Saved entries:
------------------------------------------------------------
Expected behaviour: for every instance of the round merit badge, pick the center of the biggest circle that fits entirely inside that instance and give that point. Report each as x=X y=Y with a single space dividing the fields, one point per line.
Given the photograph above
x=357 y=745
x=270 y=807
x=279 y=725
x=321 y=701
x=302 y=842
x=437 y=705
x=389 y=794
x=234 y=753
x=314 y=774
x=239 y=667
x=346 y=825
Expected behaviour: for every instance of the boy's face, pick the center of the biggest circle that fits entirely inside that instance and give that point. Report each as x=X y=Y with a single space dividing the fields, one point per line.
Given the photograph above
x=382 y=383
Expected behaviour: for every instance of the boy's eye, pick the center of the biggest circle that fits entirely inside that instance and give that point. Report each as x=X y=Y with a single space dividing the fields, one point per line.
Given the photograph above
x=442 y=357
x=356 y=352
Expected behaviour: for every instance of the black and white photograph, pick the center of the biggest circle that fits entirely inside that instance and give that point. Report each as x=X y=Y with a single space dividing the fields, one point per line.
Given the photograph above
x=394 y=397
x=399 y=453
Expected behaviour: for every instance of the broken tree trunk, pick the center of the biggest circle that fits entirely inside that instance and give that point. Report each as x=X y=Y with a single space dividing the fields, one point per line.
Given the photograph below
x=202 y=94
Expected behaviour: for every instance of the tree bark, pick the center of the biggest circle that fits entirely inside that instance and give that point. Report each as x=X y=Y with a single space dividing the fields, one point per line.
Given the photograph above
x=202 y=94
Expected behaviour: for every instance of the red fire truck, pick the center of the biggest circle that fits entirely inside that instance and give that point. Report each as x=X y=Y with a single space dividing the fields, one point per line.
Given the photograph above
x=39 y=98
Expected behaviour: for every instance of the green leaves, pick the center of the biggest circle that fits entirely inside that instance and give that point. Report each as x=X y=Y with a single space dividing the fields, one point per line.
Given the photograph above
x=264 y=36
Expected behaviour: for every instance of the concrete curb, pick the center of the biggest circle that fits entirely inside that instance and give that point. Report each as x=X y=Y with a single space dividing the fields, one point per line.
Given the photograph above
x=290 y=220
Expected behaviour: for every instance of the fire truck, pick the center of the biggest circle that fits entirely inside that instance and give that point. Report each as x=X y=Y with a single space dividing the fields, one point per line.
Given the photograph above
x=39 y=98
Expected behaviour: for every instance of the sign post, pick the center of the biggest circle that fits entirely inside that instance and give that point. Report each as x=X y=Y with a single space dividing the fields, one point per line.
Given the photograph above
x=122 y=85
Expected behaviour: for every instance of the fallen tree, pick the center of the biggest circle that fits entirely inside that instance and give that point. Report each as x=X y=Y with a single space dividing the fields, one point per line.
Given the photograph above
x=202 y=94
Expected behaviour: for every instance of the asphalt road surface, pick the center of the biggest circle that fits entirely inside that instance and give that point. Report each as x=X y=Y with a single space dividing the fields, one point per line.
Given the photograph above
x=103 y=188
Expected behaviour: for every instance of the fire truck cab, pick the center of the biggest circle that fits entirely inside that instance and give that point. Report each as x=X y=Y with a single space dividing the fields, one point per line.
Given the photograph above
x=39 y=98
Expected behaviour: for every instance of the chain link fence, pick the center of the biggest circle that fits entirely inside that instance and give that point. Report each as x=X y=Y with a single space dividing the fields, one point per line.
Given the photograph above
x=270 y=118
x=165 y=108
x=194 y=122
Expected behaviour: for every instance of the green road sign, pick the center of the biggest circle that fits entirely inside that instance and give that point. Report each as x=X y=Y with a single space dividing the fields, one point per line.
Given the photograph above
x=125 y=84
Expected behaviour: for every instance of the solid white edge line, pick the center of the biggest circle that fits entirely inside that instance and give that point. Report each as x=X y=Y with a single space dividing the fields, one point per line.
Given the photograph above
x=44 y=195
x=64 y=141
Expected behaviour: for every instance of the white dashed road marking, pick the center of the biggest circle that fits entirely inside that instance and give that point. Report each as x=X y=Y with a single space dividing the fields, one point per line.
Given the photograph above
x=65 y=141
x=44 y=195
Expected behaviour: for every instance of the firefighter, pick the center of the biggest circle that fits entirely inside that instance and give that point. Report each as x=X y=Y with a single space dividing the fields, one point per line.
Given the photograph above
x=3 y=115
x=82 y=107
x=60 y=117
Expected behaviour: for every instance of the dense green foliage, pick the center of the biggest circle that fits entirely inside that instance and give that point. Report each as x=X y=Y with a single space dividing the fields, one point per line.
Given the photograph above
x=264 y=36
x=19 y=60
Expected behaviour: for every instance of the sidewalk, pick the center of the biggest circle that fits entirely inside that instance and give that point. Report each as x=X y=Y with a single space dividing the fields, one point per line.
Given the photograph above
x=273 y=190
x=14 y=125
------------------------------------------------------------
WHAT IS EXPECTED = Could you print all of the data above once more, unaltered?

OUTPUT OF THE EXERCISE =
Expected behaviour: for every instance of the round merit badge, pick the center of the biggest circle that fits entirely inside that instance and give that point. Report each as x=X y=Y with a single space dividing the fields, one point per line.
Given the photograph above
x=357 y=745
x=270 y=807
x=279 y=725
x=321 y=701
x=302 y=842
x=437 y=705
x=389 y=794
x=234 y=753
x=314 y=774
x=239 y=667
x=346 y=825
Expected behaviour: for every instance of the boy's face, pick the center of the biggest circle that fits entirely inside that instance and give that point. Report each as x=X y=Y with a single space dividing the fields, one point per line.
Given the photograph above
x=382 y=383
Expected behaviour: for every instance of the boy's eye, pick the center of the biggest circle that fits entirely inside that instance and give that point. Report each as x=X y=Y with a single space dividing the fields, one point per line.
Given the photograph above
x=442 y=357
x=356 y=352
Expected behaviour: for every instance of the black and white photograph, pick the center of the biggest circle that fits entirely inside that instance and give that point. Report each as x=X y=Y with a single space dividing the fields, one point per line.
Given the photograph above
x=394 y=397
x=399 y=453
Expected behaviour: for every instance of the broken tree trunk, pick the center of the biggest circle that fits entirely inside that instance and give that point. Report each as x=X y=Y with a single space dividing the fields, one point per line.
Given the photograph below
x=202 y=94
Expected behaviour: for every instance of the tree bark, pick the center of the biggest circle that fits entirely inside that instance and give that point. Report each as x=X y=Y with a single space dividing the fields, one point per line.
Given the photograph above
x=202 y=94
Expected behaviour: for every instance of the red fire truck, pick the center of the biggest circle that fits entirely inside that instance and give that point. Report each as x=X y=Y with a single space dividing the fields, one point per line.
Given the photograph above
x=39 y=98
Expected behaviour: for every instance of the green leaves, pick the center of the biggest circle that fits entirely inside that instance and give that point. Report each as x=X y=Y with a single space dividing the fields, one point per line.
Given the photograph above
x=264 y=36
Expected behaviour: for every instance of the concrete curb, pick the center of the biggest circle that fits entirely inside that instance and give that point. Report each as x=X y=Y with a single space dividing the fields, one point per line.
Given the photograph above
x=290 y=220
Expected behaviour: for every instance of the fire truck, pick the center of the biggest circle that fits entirely inside that instance and give that point. Report each as x=X y=Y with a single space dividing the fields, one point per line.
Given the photograph above
x=39 y=98
Expected behaviour: for every instance of the sign post, pick the center of the biggest circle that fits entirely inside that instance and give that point. Report each as x=X y=Y with a single space dividing the fields, one point per line.
Given the photograph above
x=122 y=85
Expected behaviour: for every instance of the fallen tree, pick the center of the biggest circle that fits entirely inside that instance and give that point. Report each as x=X y=Y with a single space dividing the fields, one point per line.
Given the photograph above
x=202 y=94
Expected behaviour: for every instance of the asphalt road surface, pick the center of the biggest circle that fits entirely inside that instance and give that point. Report each as x=X y=Y with a single space dividing the fields, one point per line.
Given the photograph above
x=103 y=188
Expected behaviour: for every instance of the fire truck cab, pick the center of the biggest circle that fits entirely inside that instance and give that point. Report each as x=X y=Y with a single space dividing the fields, one point per line.
Given the photograph above
x=39 y=98
Expected behaviour: for every instance of the chain link fence, pick the center of the biggest circle that fits entirely inside that instance and give that point. Report each as x=X y=Y with a single space dividing the fields, one point per line.
Given the photograph above
x=270 y=118
x=165 y=108
x=194 y=122
Expected behaviour: for every instance of the green road sign, pick the center of the biggest circle that fits entirely inside that instance and give that point. Report each as x=X y=Y with a single space dividing the fields, one point per line.
Given the photograph above
x=125 y=84
Expected behaviour: for every instance of the solid white edge line, pick the center of the biggest circle that fits entirely inside that instance and give that point. Report each as x=X y=Y with a single space dividing the fields, one point per line.
Given the photograph above
x=44 y=195
x=64 y=141
Expected behaviour: for every instance of the white dashed road marking, pick the center of the biggest circle that fits entirely inside that instance and give that point. Report each as x=X y=Y with a single space dividing the fields, one point per line.
Given the photograph above
x=65 y=141
x=44 y=195
Expected behaviour: for every instance of the firefighter, pick the center of the biggest circle that fits entirely inside that instance and give that point. Report each as x=X y=Y with a single space dividing the fields, one point per line.
Given the photograph above
x=3 y=115
x=82 y=107
x=60 y=117
Expected behaviour: for every instance of the dense green foliage, pick the center of the biggest circle that fits entirely inside that instance and give that point. Report each as x=X y=Y with a single space dividing the fields, one point per line.
Given the photograph above
x=264 y=36
x=19 y=60
Expected behaviour: for every instance of the sidewalk, pick the center of the biggest circle that fits entirely inside that instance and give that point. Report each as x=X y=Y with a single space dividing the fields, one point per line.
Given the photograph above
x=273 y=190
x=14 y=125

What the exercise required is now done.